**Extract to read**
* * * * *

# Lab 04 - Model Selection

In [None]:
import matplotlib.pyplot as plt
import numpy as np
import pandas as pd
import seaborn as sns
from sklearn import datasets
%matplotlib inline
sns.set_style("darkgrid")

import sys
sys.path.append('../')
from lib.processing_functions import convert_to_pandas

## Exercise goals:

- Get a feeling how cross-validation iterators split the data.
- Learn how to compute cross-validated predictions and scores.
- Practice hyperparameter optimization using grid search.

---
## Exercise 1: Cross-validation iterators

We will visualize the splits generated by different cross-validation iterators.
These iterators are explained in more detail in [3.1.2. Cross validation iterators](http://scikit-learn.org/stable/modules/cross_validation.html#cross-validation-iterators).

* * * * *

**Problems and tasks**
a – List the exercise goals given in the model selection lab.
b – In the model selection lab, what style is passed to seaborn's set_style call?
c – Pick up the model selection lab after its last sentence and keep writing it.

* * * * *

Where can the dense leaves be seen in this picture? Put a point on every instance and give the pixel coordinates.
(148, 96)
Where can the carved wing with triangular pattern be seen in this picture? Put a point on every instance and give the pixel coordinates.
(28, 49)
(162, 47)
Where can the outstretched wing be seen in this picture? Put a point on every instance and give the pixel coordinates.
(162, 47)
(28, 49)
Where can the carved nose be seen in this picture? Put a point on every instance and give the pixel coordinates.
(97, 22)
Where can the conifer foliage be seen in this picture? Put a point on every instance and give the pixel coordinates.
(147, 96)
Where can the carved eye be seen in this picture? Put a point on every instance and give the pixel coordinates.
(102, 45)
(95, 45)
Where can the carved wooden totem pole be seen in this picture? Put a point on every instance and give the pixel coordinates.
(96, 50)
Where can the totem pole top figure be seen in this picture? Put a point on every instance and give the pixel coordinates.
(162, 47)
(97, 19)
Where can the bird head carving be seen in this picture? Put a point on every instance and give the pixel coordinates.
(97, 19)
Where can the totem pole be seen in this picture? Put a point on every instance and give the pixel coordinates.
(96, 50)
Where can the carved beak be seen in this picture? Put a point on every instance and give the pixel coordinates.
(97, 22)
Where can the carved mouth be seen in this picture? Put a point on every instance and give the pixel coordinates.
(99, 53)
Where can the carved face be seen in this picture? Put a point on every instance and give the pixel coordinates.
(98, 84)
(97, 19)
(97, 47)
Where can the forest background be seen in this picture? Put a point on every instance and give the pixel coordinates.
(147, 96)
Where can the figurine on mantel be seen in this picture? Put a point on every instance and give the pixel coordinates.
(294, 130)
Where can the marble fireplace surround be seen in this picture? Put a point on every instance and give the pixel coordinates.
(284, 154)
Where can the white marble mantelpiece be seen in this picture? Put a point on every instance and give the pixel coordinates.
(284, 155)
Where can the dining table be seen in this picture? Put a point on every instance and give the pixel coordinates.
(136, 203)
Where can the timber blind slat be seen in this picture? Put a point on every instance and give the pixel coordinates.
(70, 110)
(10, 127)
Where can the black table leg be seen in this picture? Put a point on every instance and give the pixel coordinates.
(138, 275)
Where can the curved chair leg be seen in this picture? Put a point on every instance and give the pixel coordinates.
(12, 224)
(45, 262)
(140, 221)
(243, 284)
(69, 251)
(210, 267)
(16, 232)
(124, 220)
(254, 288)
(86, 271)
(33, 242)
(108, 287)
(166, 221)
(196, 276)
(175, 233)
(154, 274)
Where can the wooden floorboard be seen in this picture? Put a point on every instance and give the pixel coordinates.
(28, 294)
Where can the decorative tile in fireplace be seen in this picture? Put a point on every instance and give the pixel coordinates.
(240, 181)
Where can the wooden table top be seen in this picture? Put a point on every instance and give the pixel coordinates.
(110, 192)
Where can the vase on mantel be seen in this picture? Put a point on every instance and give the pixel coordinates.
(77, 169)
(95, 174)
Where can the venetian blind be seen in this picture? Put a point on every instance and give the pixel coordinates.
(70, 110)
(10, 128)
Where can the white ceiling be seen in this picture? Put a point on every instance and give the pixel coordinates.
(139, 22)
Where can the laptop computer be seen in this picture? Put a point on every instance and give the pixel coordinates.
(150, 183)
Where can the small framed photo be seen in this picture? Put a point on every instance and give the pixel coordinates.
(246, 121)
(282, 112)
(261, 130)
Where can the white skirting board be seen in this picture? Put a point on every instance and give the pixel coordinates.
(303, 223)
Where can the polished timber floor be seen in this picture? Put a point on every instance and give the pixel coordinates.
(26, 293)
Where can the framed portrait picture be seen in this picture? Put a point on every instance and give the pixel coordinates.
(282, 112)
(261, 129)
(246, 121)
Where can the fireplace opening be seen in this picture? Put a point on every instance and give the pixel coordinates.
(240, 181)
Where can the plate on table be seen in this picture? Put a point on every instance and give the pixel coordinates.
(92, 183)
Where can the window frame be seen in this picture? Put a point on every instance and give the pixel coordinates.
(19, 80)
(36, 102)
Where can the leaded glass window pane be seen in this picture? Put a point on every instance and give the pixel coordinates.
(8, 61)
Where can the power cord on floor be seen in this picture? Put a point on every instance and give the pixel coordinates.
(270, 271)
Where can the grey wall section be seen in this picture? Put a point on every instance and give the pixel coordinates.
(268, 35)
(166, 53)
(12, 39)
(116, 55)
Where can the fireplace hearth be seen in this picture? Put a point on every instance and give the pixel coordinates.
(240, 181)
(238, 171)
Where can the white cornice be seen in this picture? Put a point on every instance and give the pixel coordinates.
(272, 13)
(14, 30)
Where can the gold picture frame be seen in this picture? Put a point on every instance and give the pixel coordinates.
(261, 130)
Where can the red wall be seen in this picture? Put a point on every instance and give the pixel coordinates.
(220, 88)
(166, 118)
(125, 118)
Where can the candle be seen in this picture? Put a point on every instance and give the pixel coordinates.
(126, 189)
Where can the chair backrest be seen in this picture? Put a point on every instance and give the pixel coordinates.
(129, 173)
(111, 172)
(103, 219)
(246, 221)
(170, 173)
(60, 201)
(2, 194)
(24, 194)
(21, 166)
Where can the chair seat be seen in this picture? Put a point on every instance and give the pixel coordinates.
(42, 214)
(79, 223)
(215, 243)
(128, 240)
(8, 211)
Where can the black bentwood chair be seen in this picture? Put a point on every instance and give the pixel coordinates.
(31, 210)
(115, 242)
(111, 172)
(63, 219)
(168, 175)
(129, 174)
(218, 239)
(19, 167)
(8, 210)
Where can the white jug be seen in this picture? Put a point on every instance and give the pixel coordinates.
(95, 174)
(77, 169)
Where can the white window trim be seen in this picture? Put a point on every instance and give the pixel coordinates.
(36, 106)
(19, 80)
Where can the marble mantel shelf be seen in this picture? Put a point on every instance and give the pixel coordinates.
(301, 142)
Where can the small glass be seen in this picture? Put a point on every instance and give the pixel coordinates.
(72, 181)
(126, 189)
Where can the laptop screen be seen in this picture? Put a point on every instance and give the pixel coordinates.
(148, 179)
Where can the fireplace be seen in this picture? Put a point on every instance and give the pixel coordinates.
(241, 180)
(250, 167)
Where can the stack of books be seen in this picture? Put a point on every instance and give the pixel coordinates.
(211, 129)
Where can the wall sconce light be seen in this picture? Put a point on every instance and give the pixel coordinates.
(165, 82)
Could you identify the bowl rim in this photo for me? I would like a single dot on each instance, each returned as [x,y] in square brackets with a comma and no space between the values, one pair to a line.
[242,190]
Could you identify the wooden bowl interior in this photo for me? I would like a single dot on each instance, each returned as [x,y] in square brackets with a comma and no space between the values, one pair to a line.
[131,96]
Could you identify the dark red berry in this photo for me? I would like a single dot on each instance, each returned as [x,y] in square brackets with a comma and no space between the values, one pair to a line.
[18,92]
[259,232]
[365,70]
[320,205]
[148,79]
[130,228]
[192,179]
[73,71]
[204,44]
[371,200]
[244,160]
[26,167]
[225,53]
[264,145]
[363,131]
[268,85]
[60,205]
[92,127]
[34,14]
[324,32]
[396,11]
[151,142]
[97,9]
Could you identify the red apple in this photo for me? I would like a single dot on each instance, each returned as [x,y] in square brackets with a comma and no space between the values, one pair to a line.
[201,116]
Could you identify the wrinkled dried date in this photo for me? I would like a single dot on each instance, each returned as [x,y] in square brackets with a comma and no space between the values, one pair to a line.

* * * * *

**Responses to the exercise**
a –
- Get a feeling how cross-validation iterators split the data.
- Learn how to compute cross-validated predictions and scores.
- Practice hyperparameter optimization using grid search.

b – "darkgrid"

c –
The iterators will be demonstrated on the Iris dataset:

In [None]:
# import the Iris dataset
X, y = convert_to_pandas(datasets.load_iris())

The functions below can be used for visualizing train and test sets generated by  cross-validation iterator:

In [None]:
from sklearn.preprocessing import LabelEncoder


def plot_labels(y, n_split, title):
    """Visualize the order of the original labels.
    
    Parameters
    ----------
    y : 1d array-like
        Ground truth (correct) labels.
    n_split : int
        Number of equal splits.
    title : str
        Title of the plot.
    """
    f, ax = plt.subplots(figsize=(15,1))
    labels = np.tile(LabelEncoder().fit_transform(y), [n_split, 1])
    ax.imshow(labels, interpolation='nearest', aspect='auto')
    ax.grid(None)
    ax.set_yticks([0])
    ax.set_title(title, y=1.5, size=14)

    
def plot_cv(cv, X, y, title):
    """Visualize the order for a cross-validation scheme.

    Parameters
    ----------
    cv : CrossValidator
        Cross-validation iterator.
    y : 1d array-like
        Ground truth (correct) labels.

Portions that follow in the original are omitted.